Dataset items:
____
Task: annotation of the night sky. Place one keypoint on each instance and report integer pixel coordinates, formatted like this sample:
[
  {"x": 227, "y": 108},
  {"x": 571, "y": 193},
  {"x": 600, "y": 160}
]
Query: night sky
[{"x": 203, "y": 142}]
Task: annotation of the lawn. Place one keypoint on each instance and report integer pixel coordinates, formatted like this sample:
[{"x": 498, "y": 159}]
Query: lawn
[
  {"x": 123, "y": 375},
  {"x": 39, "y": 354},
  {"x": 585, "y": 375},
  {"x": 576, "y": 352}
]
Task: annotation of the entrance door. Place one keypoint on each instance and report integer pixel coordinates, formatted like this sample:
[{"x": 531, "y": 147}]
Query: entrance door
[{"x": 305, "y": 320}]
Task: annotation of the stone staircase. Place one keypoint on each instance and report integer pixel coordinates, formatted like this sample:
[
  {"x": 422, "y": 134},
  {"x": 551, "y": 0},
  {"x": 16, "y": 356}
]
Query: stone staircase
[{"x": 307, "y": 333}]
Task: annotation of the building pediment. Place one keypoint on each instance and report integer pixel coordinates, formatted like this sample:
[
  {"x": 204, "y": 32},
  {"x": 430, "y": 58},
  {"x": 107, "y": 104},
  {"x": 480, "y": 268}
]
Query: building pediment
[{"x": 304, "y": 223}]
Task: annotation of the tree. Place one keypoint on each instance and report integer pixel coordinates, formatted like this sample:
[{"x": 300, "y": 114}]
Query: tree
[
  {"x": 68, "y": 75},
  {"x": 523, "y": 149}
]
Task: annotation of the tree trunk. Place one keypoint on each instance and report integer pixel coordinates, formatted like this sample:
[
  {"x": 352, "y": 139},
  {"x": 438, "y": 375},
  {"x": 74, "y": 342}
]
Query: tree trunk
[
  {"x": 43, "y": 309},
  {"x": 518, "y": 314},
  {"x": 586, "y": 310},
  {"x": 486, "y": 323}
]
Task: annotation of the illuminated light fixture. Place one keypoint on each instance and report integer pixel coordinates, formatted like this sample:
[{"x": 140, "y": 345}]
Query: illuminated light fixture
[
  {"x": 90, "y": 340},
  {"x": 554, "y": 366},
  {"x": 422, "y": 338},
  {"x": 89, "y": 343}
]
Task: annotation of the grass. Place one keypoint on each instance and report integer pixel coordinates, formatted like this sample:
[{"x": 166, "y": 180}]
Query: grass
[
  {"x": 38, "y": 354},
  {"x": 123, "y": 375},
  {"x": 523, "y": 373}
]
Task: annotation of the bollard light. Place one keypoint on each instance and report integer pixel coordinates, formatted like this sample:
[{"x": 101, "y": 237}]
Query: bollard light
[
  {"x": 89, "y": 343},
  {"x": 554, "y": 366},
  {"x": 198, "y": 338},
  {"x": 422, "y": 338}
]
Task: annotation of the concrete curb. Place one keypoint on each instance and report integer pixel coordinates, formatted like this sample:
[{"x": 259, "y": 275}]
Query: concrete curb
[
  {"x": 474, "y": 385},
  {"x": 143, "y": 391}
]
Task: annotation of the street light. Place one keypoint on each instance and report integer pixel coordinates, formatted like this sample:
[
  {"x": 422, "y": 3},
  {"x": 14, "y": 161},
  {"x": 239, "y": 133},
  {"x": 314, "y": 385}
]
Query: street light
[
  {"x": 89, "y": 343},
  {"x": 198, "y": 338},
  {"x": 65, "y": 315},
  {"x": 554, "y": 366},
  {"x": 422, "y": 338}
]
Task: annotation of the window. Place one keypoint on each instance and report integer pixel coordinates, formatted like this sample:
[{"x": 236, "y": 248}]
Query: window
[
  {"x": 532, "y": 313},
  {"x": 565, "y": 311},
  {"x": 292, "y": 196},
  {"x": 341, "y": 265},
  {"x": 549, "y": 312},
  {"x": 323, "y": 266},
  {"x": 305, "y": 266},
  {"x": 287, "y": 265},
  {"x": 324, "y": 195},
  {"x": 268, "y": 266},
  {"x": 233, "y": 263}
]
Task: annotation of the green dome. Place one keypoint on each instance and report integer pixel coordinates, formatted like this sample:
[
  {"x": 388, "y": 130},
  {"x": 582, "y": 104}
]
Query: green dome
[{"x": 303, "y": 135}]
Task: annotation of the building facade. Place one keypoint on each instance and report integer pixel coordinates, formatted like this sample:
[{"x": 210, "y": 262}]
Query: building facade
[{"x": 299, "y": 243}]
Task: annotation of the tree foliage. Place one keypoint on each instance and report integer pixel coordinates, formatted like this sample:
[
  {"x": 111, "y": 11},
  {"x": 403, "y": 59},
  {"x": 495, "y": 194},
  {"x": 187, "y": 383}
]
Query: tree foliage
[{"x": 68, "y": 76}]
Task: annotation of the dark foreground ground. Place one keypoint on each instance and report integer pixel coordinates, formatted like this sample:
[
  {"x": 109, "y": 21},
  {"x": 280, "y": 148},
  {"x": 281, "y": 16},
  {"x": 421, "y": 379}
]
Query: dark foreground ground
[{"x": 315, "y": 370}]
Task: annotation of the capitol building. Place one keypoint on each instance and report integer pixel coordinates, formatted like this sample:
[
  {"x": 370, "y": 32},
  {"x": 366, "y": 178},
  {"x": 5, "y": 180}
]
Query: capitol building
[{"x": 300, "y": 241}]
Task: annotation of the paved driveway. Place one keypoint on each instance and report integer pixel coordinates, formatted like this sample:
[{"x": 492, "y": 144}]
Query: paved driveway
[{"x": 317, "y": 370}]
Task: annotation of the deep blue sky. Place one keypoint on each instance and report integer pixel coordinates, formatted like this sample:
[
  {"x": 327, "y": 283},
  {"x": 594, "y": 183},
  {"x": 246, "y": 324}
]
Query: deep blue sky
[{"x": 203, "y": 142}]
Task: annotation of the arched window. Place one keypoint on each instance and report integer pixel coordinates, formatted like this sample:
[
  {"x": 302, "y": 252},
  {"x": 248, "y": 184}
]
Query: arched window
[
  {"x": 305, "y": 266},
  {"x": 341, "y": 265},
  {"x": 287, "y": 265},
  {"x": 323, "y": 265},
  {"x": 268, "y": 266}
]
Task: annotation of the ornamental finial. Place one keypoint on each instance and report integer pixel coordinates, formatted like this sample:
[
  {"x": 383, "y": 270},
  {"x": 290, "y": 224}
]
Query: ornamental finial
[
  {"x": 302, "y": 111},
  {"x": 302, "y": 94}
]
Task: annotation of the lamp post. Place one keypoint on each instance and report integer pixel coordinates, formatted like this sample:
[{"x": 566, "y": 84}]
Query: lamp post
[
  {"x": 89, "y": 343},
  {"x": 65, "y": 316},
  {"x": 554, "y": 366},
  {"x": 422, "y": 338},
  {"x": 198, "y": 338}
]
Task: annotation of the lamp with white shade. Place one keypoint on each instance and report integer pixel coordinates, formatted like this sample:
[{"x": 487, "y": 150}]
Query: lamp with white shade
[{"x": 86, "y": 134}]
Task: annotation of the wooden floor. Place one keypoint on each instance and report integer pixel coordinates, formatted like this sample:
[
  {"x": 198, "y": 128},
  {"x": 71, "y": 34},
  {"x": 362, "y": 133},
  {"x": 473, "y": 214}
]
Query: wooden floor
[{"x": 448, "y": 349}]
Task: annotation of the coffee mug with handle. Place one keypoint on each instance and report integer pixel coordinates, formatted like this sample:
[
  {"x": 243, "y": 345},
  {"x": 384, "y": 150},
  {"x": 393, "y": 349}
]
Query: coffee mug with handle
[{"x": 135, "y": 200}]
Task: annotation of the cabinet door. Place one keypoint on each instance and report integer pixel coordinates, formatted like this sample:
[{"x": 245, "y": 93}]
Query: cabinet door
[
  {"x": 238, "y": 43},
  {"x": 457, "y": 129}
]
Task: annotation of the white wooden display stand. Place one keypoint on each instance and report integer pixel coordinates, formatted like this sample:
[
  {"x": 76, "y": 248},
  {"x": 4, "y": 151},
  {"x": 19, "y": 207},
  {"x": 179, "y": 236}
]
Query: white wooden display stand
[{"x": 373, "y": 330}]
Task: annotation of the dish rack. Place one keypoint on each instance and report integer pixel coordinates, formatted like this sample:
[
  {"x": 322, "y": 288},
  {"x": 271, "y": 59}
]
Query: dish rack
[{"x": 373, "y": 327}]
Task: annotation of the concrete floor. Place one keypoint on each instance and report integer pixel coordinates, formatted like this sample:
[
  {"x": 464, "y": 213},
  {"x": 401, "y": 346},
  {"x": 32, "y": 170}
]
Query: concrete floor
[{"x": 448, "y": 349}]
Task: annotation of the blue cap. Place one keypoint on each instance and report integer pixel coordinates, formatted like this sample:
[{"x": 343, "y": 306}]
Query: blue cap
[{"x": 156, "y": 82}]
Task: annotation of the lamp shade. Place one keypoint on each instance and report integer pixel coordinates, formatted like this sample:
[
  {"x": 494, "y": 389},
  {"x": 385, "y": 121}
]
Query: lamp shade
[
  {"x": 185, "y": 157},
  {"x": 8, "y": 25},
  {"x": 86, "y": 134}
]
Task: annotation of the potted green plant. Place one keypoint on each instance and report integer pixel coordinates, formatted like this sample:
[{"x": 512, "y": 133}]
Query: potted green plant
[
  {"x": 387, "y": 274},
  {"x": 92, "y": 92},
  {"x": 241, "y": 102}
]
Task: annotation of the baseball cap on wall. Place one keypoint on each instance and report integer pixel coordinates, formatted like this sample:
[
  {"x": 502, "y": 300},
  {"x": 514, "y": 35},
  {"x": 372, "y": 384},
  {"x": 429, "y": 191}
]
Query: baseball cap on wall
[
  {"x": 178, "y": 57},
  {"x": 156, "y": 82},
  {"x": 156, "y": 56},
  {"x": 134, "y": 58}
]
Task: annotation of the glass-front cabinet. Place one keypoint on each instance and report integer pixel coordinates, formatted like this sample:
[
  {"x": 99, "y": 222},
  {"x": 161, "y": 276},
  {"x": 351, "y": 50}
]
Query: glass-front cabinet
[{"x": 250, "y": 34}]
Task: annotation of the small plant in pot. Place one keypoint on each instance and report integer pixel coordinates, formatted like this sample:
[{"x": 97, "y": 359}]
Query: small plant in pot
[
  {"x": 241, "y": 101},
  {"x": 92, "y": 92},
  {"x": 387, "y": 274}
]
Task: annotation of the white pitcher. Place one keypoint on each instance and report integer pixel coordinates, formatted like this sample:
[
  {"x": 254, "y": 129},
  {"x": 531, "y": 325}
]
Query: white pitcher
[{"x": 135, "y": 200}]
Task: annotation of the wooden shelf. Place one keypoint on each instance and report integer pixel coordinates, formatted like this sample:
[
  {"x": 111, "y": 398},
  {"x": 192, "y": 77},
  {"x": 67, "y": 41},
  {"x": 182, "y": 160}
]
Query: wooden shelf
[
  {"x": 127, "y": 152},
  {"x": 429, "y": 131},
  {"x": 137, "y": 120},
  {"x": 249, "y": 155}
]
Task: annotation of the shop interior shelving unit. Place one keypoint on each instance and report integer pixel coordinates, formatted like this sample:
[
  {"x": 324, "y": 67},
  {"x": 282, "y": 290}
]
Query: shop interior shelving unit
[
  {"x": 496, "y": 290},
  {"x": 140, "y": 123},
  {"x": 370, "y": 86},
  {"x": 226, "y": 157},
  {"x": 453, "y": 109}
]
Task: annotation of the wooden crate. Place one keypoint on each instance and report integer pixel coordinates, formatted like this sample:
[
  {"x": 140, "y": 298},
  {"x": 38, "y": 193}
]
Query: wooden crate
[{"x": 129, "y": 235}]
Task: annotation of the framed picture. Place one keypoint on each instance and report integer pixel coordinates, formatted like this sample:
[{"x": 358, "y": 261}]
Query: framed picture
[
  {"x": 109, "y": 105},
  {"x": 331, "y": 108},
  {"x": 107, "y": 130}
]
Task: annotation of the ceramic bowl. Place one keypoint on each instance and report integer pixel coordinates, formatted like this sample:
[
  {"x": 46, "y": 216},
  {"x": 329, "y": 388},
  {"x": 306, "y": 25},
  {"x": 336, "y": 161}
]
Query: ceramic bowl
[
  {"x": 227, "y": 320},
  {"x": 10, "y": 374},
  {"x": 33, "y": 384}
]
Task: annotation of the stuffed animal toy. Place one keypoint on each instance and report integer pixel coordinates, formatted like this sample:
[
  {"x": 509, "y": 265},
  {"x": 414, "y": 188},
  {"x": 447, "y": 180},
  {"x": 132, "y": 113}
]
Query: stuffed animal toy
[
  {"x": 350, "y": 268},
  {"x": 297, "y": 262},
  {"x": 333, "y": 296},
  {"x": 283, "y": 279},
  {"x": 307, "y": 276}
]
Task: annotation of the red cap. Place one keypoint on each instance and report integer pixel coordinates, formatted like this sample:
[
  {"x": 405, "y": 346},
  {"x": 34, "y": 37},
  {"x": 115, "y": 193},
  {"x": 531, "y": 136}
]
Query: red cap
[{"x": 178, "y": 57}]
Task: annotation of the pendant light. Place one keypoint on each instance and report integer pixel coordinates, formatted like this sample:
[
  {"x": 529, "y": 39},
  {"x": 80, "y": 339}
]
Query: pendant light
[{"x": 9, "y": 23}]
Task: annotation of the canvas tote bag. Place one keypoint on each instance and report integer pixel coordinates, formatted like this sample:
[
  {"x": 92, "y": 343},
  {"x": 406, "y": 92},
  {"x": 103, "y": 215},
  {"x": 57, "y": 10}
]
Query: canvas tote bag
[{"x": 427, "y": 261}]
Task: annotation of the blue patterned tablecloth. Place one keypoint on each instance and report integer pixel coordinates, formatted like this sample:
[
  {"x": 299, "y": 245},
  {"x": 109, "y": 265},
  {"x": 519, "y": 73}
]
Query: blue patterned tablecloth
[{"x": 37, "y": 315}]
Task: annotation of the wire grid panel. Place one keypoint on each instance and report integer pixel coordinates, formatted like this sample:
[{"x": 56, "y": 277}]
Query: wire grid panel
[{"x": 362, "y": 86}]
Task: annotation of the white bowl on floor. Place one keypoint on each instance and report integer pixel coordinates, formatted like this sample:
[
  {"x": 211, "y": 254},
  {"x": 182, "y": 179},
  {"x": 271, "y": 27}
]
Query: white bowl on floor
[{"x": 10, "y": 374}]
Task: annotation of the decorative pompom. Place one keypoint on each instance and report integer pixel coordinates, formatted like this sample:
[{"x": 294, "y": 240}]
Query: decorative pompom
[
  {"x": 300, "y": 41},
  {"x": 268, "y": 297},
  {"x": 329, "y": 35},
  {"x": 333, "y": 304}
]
____
_Work to complete_
Return exactly the lines from the one containing "Task: annotation of the wire" to the last line of the data, and nothing more.

_Solution to this exercise_
Task: annotation of the wire grid panel. Place one keypoint on each instance and report integer pixel coordinates, formatted like this sample:
[{"x": 56, "y": 277}]
Query: wire grid panel
[{"x": 362, "y": 86}]
Task: annotation of the white bowl on floor. Place one keypoint on each instance and report integer pixel coordinates, formatted like this sample:
[
  {"x": 211, "y": 254},
  {"x": 182, "y": 179},
  {"x": 271, "y": 27}
]
Query: white bowl on floor
[{"x": 10, "y": 374}]
Task: annotation of the decorative pompom. Place one keypoint on each instance and report integer pixel coordinates, formatted like this sample:
[{"x": 294, "y": 240}]
Query: decorative pompom
[
  {"x": 300, "y": 41},
  {"x": 268, "y": 297},
  {"x": 329, "y": 35},
  {"x": 333, "y": 304}
]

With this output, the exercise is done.